ФРАГМЕНТ ДОКУМЕНТА —
——————————

Ян Веннер - Великие интервью журнала Rolling Stone за 40 лет
Когда видишь, что тот, кого любишь, так борется за жизнь, а потом видишь другого человека, уходящего из жизни… мне кажется, я с трудом это вынесла. Хочется взять человека за шиворот и сказать: «О’кей. Ты страдаешь? Вот что такое страдание, посмотри!»
Я говорю обо всем этом без всякого осуждения. Это просто раздражение, внимание к тому, как эти вещи влияют на молодежь.
Я сознаю, что я несколько отстранена и не в контакте с ней, возможно, даже несколько устарела. Но я не настолько устарела, чтобы не видеть, что молодые люди чувствуют себя даже хуже, чем я тогда. Я помню начало 50-х годов и укрытия от радиоактивных осадков. Но все равно жизнь казалась довольно безопасной. Теперь молодежь должна проявлять осторожность – существует опасность вирусных инфекций, загрязнения окружающей среды, все еще существует угроза ядерной войны, СПИД. И очень много опасных наркотиков.

——————————

ПРЕДОСТАВЛЕННЫЕ МАТЕРИАЛЫ —
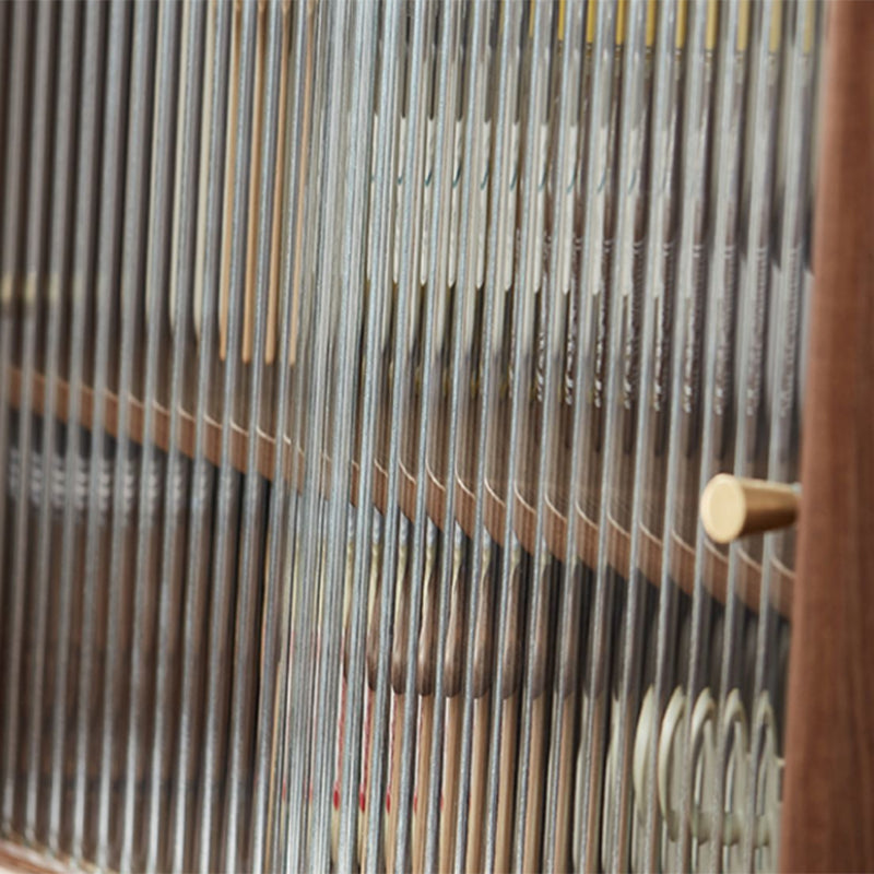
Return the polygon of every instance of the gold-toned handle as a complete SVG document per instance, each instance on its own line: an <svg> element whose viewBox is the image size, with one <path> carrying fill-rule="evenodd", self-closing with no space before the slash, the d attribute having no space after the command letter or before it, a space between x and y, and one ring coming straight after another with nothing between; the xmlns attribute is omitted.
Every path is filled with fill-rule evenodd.
<svg viewBox="0 0 874 874"><path fill-rule="evenodd" d="M701 522L717 543L731 543L744 534L793 524L800 500L796 485L720 473L701 494Z"/></svg>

——————————

ЦЕЛЬ — С каким временем во фрагменте документа связаны воспоминания об укрытиях от радиоактивных осадков? Приведенный перечень здесь никакой роли не играет.

ВЫПОЛНЕННОЕ ЗАДАНИЕ — С началом 50-х годов.